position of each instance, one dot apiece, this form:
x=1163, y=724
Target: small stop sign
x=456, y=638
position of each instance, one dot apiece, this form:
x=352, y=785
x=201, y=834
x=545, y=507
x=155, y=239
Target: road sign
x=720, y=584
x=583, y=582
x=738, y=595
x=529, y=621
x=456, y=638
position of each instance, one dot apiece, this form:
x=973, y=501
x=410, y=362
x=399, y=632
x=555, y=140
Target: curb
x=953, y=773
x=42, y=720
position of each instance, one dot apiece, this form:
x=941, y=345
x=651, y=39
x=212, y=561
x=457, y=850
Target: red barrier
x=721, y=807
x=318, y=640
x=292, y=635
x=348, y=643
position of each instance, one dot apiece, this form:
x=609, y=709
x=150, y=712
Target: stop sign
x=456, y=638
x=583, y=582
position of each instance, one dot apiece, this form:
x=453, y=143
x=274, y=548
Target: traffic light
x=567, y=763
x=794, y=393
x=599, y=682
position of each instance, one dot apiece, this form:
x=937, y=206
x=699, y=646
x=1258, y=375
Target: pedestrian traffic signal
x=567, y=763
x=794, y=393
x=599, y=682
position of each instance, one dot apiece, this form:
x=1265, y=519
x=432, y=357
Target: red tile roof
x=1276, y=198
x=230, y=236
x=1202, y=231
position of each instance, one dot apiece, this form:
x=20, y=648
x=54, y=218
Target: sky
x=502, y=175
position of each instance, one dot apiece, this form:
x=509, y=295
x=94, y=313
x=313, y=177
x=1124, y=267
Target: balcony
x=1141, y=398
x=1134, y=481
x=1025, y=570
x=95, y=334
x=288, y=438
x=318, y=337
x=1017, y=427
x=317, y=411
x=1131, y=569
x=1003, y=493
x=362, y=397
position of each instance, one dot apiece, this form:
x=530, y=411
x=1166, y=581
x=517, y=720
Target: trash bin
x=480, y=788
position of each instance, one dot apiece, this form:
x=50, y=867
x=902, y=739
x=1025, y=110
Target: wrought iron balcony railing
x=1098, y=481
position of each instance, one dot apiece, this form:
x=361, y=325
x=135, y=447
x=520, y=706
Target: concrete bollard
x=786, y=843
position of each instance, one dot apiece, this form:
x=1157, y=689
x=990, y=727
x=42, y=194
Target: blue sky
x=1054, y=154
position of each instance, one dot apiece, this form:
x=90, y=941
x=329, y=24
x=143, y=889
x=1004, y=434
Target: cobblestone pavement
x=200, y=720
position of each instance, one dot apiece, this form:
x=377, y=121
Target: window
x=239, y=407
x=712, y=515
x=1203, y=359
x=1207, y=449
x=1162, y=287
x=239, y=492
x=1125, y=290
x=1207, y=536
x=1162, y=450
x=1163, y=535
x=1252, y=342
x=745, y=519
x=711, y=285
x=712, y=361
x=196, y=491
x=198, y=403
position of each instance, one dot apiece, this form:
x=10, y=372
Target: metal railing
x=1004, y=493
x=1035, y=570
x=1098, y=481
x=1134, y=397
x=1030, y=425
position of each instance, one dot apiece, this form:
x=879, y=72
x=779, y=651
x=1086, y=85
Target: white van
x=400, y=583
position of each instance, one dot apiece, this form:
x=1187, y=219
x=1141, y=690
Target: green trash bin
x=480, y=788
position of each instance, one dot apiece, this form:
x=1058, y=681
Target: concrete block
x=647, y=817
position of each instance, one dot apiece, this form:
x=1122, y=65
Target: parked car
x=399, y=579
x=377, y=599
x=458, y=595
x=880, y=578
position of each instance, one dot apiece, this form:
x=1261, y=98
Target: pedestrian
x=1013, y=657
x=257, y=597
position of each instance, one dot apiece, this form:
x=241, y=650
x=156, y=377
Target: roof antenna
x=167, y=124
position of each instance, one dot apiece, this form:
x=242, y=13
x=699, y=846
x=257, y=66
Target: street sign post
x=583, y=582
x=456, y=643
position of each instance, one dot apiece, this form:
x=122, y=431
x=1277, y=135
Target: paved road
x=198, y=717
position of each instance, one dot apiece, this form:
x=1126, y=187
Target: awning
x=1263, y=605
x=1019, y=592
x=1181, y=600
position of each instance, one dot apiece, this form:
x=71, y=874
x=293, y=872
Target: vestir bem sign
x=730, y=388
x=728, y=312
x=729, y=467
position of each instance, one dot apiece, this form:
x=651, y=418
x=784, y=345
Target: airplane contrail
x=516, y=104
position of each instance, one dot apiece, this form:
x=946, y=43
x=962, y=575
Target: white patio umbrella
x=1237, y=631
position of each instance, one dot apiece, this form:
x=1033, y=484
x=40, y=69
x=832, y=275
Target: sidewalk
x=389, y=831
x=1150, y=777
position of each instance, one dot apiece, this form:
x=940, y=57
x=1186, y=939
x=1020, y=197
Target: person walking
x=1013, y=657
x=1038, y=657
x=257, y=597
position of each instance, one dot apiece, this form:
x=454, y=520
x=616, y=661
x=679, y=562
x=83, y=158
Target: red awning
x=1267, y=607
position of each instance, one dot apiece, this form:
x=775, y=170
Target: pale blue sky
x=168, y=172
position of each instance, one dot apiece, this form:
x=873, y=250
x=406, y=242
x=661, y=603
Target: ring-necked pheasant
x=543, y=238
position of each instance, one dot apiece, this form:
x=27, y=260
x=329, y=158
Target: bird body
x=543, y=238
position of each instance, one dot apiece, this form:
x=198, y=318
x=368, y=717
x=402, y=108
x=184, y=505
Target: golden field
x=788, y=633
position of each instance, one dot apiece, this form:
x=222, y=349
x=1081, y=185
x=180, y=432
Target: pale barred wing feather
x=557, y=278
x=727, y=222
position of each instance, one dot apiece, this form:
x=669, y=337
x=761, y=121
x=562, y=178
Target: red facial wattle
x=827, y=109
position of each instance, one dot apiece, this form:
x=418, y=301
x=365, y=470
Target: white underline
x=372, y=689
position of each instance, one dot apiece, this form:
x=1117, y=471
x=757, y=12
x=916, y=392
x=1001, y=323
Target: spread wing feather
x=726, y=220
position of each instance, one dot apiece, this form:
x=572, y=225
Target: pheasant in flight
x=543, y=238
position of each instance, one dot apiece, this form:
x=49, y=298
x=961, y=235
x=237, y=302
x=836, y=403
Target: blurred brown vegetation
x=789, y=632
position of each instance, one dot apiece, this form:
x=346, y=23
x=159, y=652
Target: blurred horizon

———

• **Work task**:
Repeat the whole listing exactly, keeping every line intact.

• **Response to the exercise**:
position of each instance, one dot apiece, this form:
x=1163, y=724
Target: small stop sign
x=456, y=638
position of each instance, one dot apiece, this form:
x=352, y=785
x=201, y=834
x=545, y=507
x=155, y=239
Target: road sign
x=720, y=584
x=583, y=582
x=738, y=595
x=529, y=621
x=456, y=638
position of each instance, one dot apiece, this form:
x=973, y=501
x=410, y=362
x=399, y=632
x=555, y=140
Target: curb
x=953, y=773
x=42, y=720
position of each instance, one dot apiece, this form:
x=941, y=345
x=651, y=39
x=212, y=561
x=457, y=850
Target: red barrier
x=721, y=807
x=318, y=640
x=292, y=635
x=348, y=643
position of each instance, one dot apiece, this form:
x=609, y=709
x=150, y=712
Target: stop sign
x=456, y=638
x=583, y=582
position of each instance, one dot apiece, this form:
x=453, y=143
x=274, y=548
Target: traffic light
x=567, y=763
x=794, y=393
x=599, y=682
position of each instance, one dot apiece, this form:
x=937, y=206
x=699, y=646
x=1258, y=375
Target: pedestrian traffic signal
x=567, y=763
x=794, y=393
x=599, y=682
position of each instance, one dot apiece, this form:
x=1265, y=519
x=432, y=357
Target: red tile roof
x=1276, y=198
x=230, y=236
x=1202, y=231
position of each instance, one dot apiece, this form:
x=20, y=648
x=54, y=218
Target: sky
x=502, y=175
position of each instance, one dot apiece, this form:
x=509, y=295
x=94, y=313
x=313, y=177
x=1124, y=267
Target: balcony
x=1141, y=398
x=1134, y=481
x=1025, y=570
x=95, y=334
x=288, y=438
x=318, y=337
x=1017, y=427
x=317, y=411
x=1131, y=569
x=1003, y=493
x=362, y=397
position of each instance, one dot apiece, this form:
x=530, y=411
x=1166, y=581
x=517, y=720
Target: trash bin
x=480, y=788
position of each instance, one dot apiece, this form:
x=50, y=867
x=902, y=739
x=1025, y=110
Target: wrought iron balcony railing
x=1098, y=481
position of each instance, one dot apiece, this form:
x=361, y=325
x=135, y=447
x=520, y=706
Target: concrete bollard
x=786, y=843
position of each instance, one dot apiece, this form:
x=1157, y=689
x=990, y=727
x=42, y=194
Target: blue sky
x=1054, y=154
position of each instance, one dot apiece, this form:
x=90, y=941
x=329, y=24
x=143, y=889
x=1004, y=434
Target: cobblestone pavement
x=200, y=720
position of each instance, one dot apiece, this form:
x=377, y=121
Target: window
x=239, y=407
x=712, y=515
x=1203, y=359
x=1207, y=449
x=1162, y=287
x=239, y=492
x=1125, y=290
x=1207, y=536
x=1162, y=450
x=1163, y=535
x=1252, y=342
x=745, y=519
x=711, y=285
x=712, y=361
x=196, y=491
x=198, y=403
position of each instance, one dot apiece, this form:
x=10, y=372
Target: metal railing
x=1004, y=493
x=1035, y=570
x=1098, y=481
x=1134, y=397
x=1030, y=425
position of each instance, one dot apiece, this form:
x=879, y=72
x=779, y=651
x=1086, y=85
Target: white van
x=400, y=583
position of each instance, one dot apiece, this form:
x=1187, y=219
x=1141, y=690
Target: green trash bin
x=480, y=788
position of each instance, one dot apiece, this form:
x=1058, y=681
Target: concrete block
x=647, y=817
position of each instance, one dot apiece, this form:
x=1122, y=65
Target: parked car
x=399, y=579
x=377, y=599
x=458, y=595
x=880, y=578
position of each instance, one dot apiece, this form:
x=1261, y=98
Target: pedestrian
x=1013, y=657
x=257, y=597
position of each instance, one dot apiece, this form:
x=241, y=650
x=156, y=377
Target: roof antenna
x=167, y=124
position of each instance, one dot apiece, this form:
x=242, y=13
x=699, y=846
x=257, y=66
Target: street sign post
x=583, y=582
x=456, y=643
position of each instance, one dot apiece, this form:
x=122, y=431
x=1277, y=135
Target: paved road
x=198, y=717
position of each instance, one dot apiece, this form:
x=1126, y=187
Target: awning
x=1263, y=605
x=1019, y=592
x=1181, y=600
position of each instance, one dot apiece, this form:
x=71, y=874
x=293, y=872
Target: vestir bem sign
x=730, y=388
x=728, y=312
x=729, y=467
position of each instance, one dot apiece, this form:
x=651, y=418
x=784, y=345
Target: airplane contrail
x=516, y=104
position of each instance, one dot apiece, this form:
x=946, y=43
x=962, y=575
Target: white patio umbrella
x=1237, y=631
position of each instance, one dot apiece, this form:
x=1033, y=484
x=40, y=69
x=832, y=275
Target: sidewalk
x=389, y=831
x=1150, y=777
position of each instance, one dot apiece, this form:
x=940, y=57
x=1186, y=939
x=1020, y=197
Target: person walking
x=1013, y=657
x=1038, y=657
x=257, y=597
position of each instance, one dot apiece, this form:
x=454, y=520
x=616, y=661
x=679, y=562
x=83, y=158
Target: red awning
x=1267, y=607
position of each instance, one dot apiece, this form:
x=775, y=170
Target: pale blue sky
x=168, y=172
position of each instance, one dot apiece, this form:
x=873, y=250
x=406, y=242
x=661, y=603
Target: ring-necked pheasant
x=543, y=238
position of each instance, one dot apiece, this form:
x=27, y=260
x=329, y=158
Target: bird body
x=543, y=238
position of each instance, one dot apiece, this form:
x=198, y=318
x=368, y=717
x=402, y=108
x=184, y=505
Target: golden field
x=788, y=633
position of each instance, one dot apiece, this form:
x=222, y=349
x=1081, y=185
x=180, y=432
Target: pale barred wing feather
x=557, y=278
x=727, y=222
position of each instance, one dot apiece, this form:
x=669, y=337
x=761, y=121
x=562, y=178
Target: red facial wattle
x=827, y=109
position of each instance, one dot apiece, this form:
x=418, y=301
x=365, y=470
Target: white underline
x=372, y=689
position of each instance, one dot apiece, this form:
x=1117, y=471
x=757, y=12
x=916, y=392
x=1001, y=323
Target: spread wing feather
x=726, y=220
position of each instance, one dot apiece, this form:
x=572, y=225
Target: pheasant in flight
x=543, y=238
position of each instance, one dot apiece, this form:
x=49, y=298
x=961, y=235
x=237, y=302
x=836, y=403
Target: blurred brown vegetation
x=789, y=632
position of each instance, one dot apiece, this form:
x=346, y=23
x=159, y=652
Target: blurred horizon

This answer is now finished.